*STATED TASK*. Reproduce word for word the part of the records that opens with the line containing "point: shoe sole" and runs through to the end of the records.

☆ ☆ ☆ ☆

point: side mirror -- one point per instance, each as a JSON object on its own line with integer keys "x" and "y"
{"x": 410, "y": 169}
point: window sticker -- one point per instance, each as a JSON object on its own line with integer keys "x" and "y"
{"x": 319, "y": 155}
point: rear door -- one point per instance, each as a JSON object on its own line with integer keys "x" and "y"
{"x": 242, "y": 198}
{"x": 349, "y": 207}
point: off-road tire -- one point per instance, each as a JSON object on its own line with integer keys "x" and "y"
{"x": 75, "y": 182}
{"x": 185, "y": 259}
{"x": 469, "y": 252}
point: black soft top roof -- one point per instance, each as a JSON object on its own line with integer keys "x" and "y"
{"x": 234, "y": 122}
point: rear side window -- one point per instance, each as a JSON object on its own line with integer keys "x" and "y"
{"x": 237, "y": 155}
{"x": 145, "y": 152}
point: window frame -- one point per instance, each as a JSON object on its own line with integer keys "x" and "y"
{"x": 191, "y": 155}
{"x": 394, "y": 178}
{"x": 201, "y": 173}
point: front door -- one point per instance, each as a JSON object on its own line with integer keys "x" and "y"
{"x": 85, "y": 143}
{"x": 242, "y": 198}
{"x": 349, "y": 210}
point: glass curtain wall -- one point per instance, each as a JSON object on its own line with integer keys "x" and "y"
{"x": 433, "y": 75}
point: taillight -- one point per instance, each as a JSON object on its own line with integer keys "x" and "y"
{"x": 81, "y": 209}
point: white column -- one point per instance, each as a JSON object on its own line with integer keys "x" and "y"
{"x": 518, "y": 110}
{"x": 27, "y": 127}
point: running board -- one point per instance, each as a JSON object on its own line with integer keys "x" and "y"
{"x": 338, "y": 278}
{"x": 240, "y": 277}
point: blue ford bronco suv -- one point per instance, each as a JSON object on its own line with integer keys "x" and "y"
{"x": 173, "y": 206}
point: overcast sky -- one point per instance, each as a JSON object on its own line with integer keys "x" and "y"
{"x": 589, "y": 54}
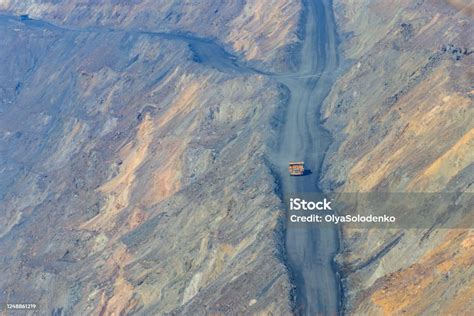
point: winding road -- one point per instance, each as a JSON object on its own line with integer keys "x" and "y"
{"x": 310, "y": 250}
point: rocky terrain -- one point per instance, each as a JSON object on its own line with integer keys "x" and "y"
{"x": 138, "y": 171}
{"x": 134, "y": 176}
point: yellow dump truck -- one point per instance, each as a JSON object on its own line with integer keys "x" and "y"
{"x": 296, "y": 168}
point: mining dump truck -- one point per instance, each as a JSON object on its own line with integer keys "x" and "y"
{"x": 296, "y": 168}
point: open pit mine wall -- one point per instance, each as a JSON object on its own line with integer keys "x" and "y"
{"x": 135, "y": 179}
{"x": 402, "y": 118}
{"x": 134, "y": 176}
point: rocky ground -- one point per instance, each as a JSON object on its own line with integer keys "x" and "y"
{"x": 135, "y": 174}
{"x": 402, "y": 119}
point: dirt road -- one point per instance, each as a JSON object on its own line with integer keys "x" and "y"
{"x": 310, "y": 250}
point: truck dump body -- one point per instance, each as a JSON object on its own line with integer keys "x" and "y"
{"x": 296, "y": 168}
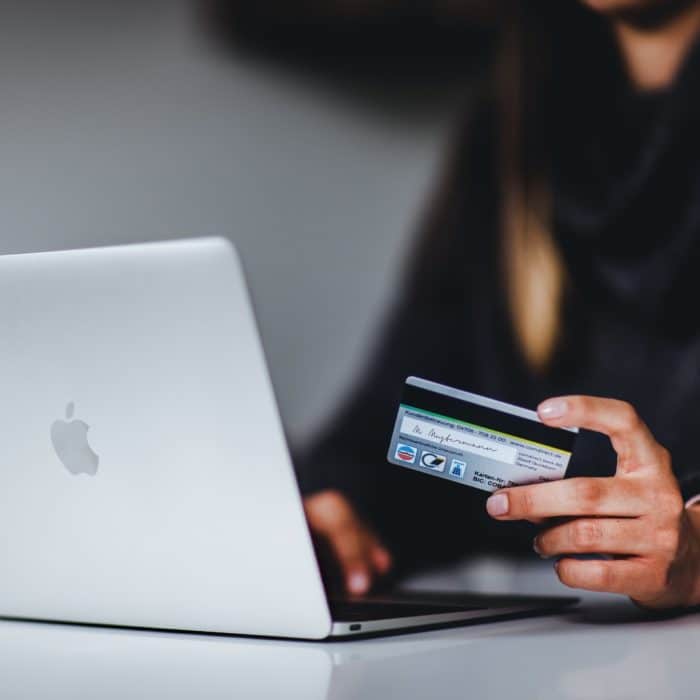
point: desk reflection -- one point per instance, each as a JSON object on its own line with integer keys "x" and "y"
{"x": 595, "y": 652}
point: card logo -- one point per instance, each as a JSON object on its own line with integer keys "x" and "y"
{"x": 457, "y": 468}
{"x": 430, "y": 460}
{"x": 406, "y": 453}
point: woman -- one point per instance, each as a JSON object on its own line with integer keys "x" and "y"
{"x": 559, "y": 261}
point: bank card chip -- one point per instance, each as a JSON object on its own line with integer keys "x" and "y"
{"x": 475, "y": 441}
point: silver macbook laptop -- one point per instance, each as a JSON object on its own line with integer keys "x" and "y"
{"x": 145, "y": 480}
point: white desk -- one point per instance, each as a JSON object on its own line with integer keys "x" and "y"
{"x": 606, "y": 649}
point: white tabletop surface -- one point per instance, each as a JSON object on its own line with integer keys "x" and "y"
{"x": 606, "y": 649}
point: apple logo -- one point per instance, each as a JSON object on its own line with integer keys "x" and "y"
{"x": 69, "y": 438}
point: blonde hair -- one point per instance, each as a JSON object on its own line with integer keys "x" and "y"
{"x": 532, "y": 267}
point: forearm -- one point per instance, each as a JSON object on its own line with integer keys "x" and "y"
{"x": 693, "y": 573}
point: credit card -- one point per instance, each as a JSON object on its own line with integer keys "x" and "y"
{"x": 474, "y": 440}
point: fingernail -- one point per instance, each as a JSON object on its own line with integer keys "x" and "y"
{"x": 497, "y": 505}
{"x": 383, "y": 559}
{"x": 358, "y": 583}
{"x": 537, "y": 549}
{"x": 553, "y": 408}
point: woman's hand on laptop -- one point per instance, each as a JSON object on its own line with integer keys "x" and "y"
{"x": 343, "y": 537}
{"x": 637, "y": 516}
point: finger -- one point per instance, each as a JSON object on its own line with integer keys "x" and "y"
{"x": 630, "y": 577}
{"x": 332, "y": 518}
{"x": 568, "y": 497}
{"x": 594, "y": 535}
{"x": 381, "y": 559}
{"x": 352, "y": 552}
{"x": 630, "y": 437}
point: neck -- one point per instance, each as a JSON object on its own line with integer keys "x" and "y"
{"x": 653, "y": 55}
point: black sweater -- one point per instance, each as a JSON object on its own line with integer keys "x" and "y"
{"x": 626, "y": 186}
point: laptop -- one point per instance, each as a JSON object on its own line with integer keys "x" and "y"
{"x": 145, "y": 480}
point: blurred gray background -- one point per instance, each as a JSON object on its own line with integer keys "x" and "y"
{"x": 124, "y": 122}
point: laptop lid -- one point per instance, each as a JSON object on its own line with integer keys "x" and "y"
{"x": 144, "y": 475}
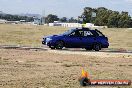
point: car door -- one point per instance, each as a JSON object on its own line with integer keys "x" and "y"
{"x": 74, "y": 40}
{"x": 88, "y": 38}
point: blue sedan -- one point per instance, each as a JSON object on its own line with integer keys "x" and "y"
{"x": 78, "y": 38}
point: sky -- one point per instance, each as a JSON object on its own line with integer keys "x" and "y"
{"x": 61, "y": 8}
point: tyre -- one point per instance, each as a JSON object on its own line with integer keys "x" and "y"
{"x": 97, "y": 47}
{"x": 59, "y": 45}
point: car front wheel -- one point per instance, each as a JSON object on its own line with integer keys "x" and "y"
{"x": 97, "y": 47}
{"x": 59, "y": 45}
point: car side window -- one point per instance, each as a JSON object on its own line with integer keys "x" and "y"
{"x": 88, "y": 33}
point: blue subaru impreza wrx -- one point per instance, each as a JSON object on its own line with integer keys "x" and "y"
{"x": 77, "y": 38}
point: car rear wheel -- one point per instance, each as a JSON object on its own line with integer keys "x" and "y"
{"x": 59, "y": 45}
{"x": 97, "y": 47}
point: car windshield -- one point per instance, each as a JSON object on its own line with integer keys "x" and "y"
{"x": 68, "y": 32}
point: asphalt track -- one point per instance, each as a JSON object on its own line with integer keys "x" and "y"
{"x": 44, "y": 48}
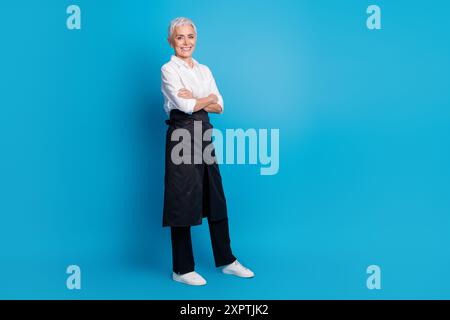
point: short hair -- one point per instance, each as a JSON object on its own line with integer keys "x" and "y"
{"x": 180, "y": 21}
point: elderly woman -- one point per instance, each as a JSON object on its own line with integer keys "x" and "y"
{"x": 192, "y": 190}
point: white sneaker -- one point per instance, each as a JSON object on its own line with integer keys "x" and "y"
{"x": 192, "y": 278}
{"x": 238, "y": 270}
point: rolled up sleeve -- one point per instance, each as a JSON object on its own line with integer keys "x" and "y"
{"x": 170, "y": 85}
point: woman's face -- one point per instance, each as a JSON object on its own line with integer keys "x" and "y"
{"x": 183, "y": 41}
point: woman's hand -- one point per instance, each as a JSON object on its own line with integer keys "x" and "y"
{"x": 214, "y": 98}
{"x": 185, "y": 93}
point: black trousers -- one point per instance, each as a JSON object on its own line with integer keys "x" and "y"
{"x": 182, "y": 255}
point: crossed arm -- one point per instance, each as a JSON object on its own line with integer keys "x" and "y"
{"x": 209, "y": 103}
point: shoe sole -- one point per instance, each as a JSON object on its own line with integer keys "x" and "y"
{"x": 187, "y": 283}
{"x": 234, "y": 274}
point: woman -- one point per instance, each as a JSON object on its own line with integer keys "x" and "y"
{"x": 192, "y": 190}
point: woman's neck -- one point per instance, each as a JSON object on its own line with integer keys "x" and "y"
{"x": 188, "y": 61}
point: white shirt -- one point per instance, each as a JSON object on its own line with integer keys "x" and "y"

☆ ☆ ☆ ☆

*RESULT*.
point: shoe sole -- one point per instance, each as a JSON object on its own line with integer keys "x" and "y"
{"x": 187, "y": 283}
{"x": 234, "y": 274}
point: woman -- one point per instance, each as a JSON object on its own line with integer keys "x" and "y"
{"x": 192, "y": 190}
point: woman's neck -- one point per instance, each as a JSON object on its own line with integer keys "x" and "y"
{"x": 188, "y": 61}
point: white shirt -- one point per instance, each as a JSON object on its own line with integer keys "x" and "y"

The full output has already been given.